▶ [AIM] Restate the listing that follows word for word, without its pictures.
━━ DATASET ENTRIES
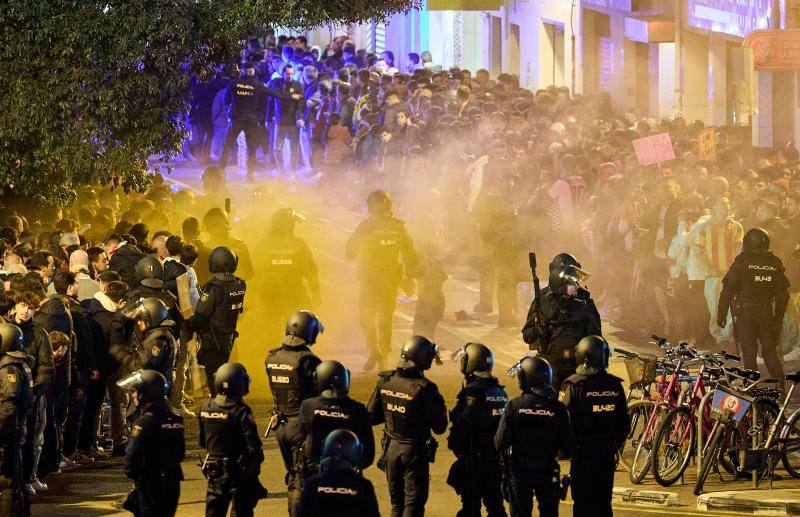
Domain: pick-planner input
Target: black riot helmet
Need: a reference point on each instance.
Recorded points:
(222, 260)
(564, 259)
(232, 380)
(592, 355)
(150, 386)
(150, 272)
(302, 328)
(341, 450)
(283, 221)
(476, 357)
(756, 239)
(565, 274)
(333, 379)
(152, 311)
(419, 351)
(532, 372)
(379, 202)
(11, 339)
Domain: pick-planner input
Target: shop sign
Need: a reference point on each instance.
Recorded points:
(619, 5)
(654, 149)
(707, 144)
(734, 17)
(464, 5)
(775, 50)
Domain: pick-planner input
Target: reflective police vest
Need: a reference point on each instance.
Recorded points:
(287, 387)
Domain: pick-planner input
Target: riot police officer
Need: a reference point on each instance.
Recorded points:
(476, 472)
(339, 488)
(599, 413)
(150, 275)
(560, 316)
(228, 431)
(288, 278)
(290, 371)
(411, 407)
(387, 260)
(533, 432)
(333, 409)
(756, 290)
(217, 312)
(248, 98)
(155, 347)
(16, 400)
(155, 450)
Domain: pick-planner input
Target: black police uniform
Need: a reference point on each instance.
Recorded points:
(599, 413)
(334, 493)
(476, 472)
(411, 407)
(565, 321)
(319, 416)
(228, 430)
(248, 96)
(757, 291)
(535, 428)
(289, 278)
(214, 320)
(16, 401)
(378, 243)
(153, 461)
(290, 371)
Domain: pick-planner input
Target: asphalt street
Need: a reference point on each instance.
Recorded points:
(91, 490)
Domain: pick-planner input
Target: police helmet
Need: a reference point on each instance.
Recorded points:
(231, 379)
(341, 450)
(756, 239)
(150, 272)
(283, 221)
(302, 328)
(476, 358)
(419, 351)
(151, 386)
(564, 259)
(333, 379)
(532, 372)
(592, 354)
(11, 339)
(152, 311)
(222, 260)
(379, 202)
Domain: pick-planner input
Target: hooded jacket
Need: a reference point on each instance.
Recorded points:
(124, 261)
(53, 316)
(38, 348)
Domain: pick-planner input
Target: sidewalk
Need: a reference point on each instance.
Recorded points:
(756, 502)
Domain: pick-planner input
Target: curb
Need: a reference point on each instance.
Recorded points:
(711, 502)
(649, 497)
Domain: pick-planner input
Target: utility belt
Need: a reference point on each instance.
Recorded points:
━━━━
▶ [COMPLETE ANSWER]
Domain: pick-planner input
Target: black riot helmet
Need: a reference point on each instance.
Recorded points:
(222, 260)
(564, 259)
(232, 380)
(592, 355)
(150, 386)
(150, 272)
(302, 328)
(341, 450)
(283, 221)
(476, 357)
(756, 239)
(565, 274)
(333, 379)
(152, 311)
(419, 351)
(532, 372)
(379, 202)
(11, 339)
Domain: pick-planner input
Target: shop sign
Need: a reference point on each instance.
Recorded points:
(619, 5)
(654, 149)
(707, 144)
(734, 17)
(464, 5)
(775, 50)
Domain: pick-planner input
Target: reflective police vest
Need: a reference point on each instance.
Recorded points:
(287, 387)
Domain: pick-planner input
Target: riot police officer
Need: a reference point on each instance.
Recorded points:
(476, 472)
(339, 488)
(599, 413)
(150, 275)
(560, 316)
(228, 431)
(288, 278)
(290, 371)
(411, 407)
(387, 260)
(533, 432)
(333, 409)
(756, 290)
(217, 312)
(248, 98)
(155, 347)
(16, 400)
(155, 450)
Domain: pick-planner input
Target: black police uniform
Need: a reference point on each instance.
Recorded points:
(599, 413)
(334, 493)
(476, 472)
(411, 407)
(565, 321)
(319, 416)
(228, 430)
(248, 96)
(757, 291)
(535, 428)
(289, 278)
(214, 320)
(16, 401)
(378, 243)
(153, 461)
(290, 371)
Domain: pick-planner input
Target: asphalt street
Need: a reference point on each instance.
Recorded points:
(91, 490)
Domain: pick-planner input
Target: police helmet
Need: a reference point on each instance.
Recorded points:
(231, 379)
(341, 450)
(756, 239)
(150, 272)
(283, 221)
(302, 328)
(476, 358)
(419, 351)
(151, 386)
(564, 259)
(333, 379)
(532, 372)
(592, 354)
(11, 339)
(152, 311)
(222, 260)
(379, 202)
Domain: pick-planner input
Target: hooded jacket
Need: a reference point on each instance.
Recorded points:
(124, 261)
(53, 316)
(38, 348)
Domain: pick-planner input
Target: sidewalk
Need: a reference point on each instance.
Recorded points:
(756, 502)
Domain: pick-planner input
Target: curb
Need: a reference point on each instance.
Recorded points:
(711, 502)
(649, 497)
Domain: pick-planner input
Target: utility belt
Need: a reference point on each instance.
Recorded points:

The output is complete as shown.